## Selected text:
———
To illustrate, Mr. Siegel presented a person in history, he said he imagined very few people had ever heard of—Constantine Francois Comte de Volney, whose years are 1757 to 1820. "Volney has affected me for a long time," said Mr. Siegel. He was one of the earliest travelers to the East. He knew Arabic and wished to observe what the East was like. "Volney did it so well" Mr. Siegel noted, "Napoleon used his observations when he invaded Egypt.

He read about contemplating the ruins of Palmyra from Volney's book The Ruins; or Meditation on the Revolutions of Empires and the Law of Nature, translated by Joel Barlow. "The idea of going back to the past is here" said Mr. Siegel,"associated with something scholarly. This passage has affected me for years; it is pretty exact but also one of the most emotionally fraught passages in French Prose. If given a certain structure it is poetic." Volney writes:


"The sun had sunk below the horizon: a red border of light still marked his track behind the distant mountains of Syria; the full orbed moon was rising in the east, on a blue ground, over the plains of the Euphrates; the sky was clear, the air calm and serene; ...The aspect of a great city deserted, the memory of the times past compared with its present state, all elevated my mind to high contemplations. I sat on the shaft of a column, my elbow reposing on my knee, and head reclining on my hand, my eyes fixed, sometimes on the desert, sometimes on the ruins, and fell into a profound reverie."
———
## Raw records:
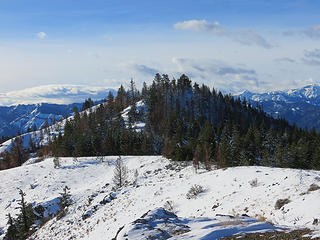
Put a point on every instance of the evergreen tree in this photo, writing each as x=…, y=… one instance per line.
x=12, y=232
x=25, y=218
x=65, y=198
x=120, y=173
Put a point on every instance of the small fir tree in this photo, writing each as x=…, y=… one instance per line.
x=120, y=173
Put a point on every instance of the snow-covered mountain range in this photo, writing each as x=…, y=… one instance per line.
x=56, y=94
x=43, y=105
x=300, y=106
x=21, y=118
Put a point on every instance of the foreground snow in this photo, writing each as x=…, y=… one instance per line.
x=99, y=212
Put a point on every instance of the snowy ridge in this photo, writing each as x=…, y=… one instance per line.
x=247, y=194
x=42, y=137
x=299, y=106
x=58, y=94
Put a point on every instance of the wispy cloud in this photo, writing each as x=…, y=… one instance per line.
x=61, y=94
x=41, y=35
x=312, y=57
x=224, y=76
x=146, y=70
x=243, y=36
x=313, y=32
x=285, y=60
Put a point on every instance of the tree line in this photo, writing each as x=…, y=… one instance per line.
x=186, y=121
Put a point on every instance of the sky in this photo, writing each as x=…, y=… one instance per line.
x=232, y=45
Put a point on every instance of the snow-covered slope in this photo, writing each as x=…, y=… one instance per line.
x=300, y=106
x=42, y=137
x=247, y=194
x=20, y=118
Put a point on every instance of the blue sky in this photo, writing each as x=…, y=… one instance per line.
x=229, y=44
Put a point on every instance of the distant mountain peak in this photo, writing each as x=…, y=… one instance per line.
x=299, y=105
x=57, y=94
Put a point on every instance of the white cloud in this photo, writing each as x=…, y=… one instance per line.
x=41, y=35
x=244, y=36
x=225, y=76
x=59, y=94
x=313, y=32
x=201, y=26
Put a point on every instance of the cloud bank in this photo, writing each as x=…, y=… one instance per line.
x=244, y=36
x=59, y=94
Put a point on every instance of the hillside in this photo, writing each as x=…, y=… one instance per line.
x=23, y=118
x=234, y=200
x=299, y=106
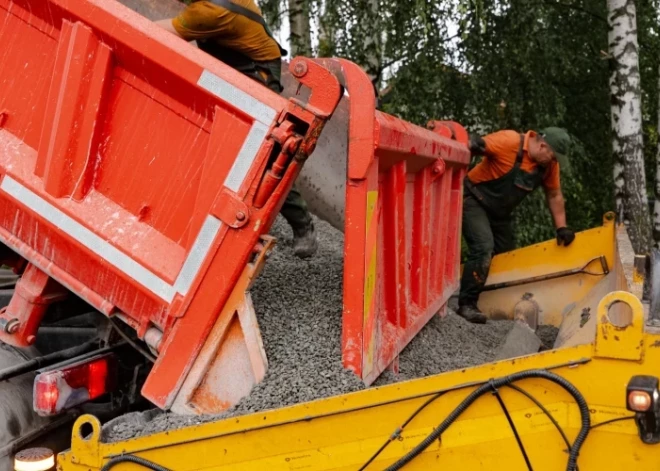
———
## Job A:
List every person named in the text about Volney.
## Job B:
Continue the text about Volney from where it stops.

## Exercise response A:
Mr. Siegel, Constantine Francois Comte de Volney, Napoleon, Joel Barlow

## Exercise response B:
And of the Reverie Volney writes:

"And now behold what remains of this powerful city: a miserable skeleton! What of its vast domination: a doubtful and obscure remembrance! To the noisy concourse which thronged under these porticoes, succeeds the solitude of death. The silence of the grave is substituted for the busy hum of public places; the affluence of a commercial city is changed into wretched poverty; the palaces of Kings have become a den of wild beasts; flocks repose in the area of temples, and savage reptiles inhabit the sanctuary of the gods. Ah! how has so much glory been eclipsed? How have so many labors been annihilated? Do thus perish then the works of men — thus vanish empires and nations?"
"This has something which is tinglingly, poignantly, emotional as anything" commented Mr. Siegel "how it once was — how different from long ago. To say it is concerned with the procedure of science and mathematics can be illustrated quite indefinitely.”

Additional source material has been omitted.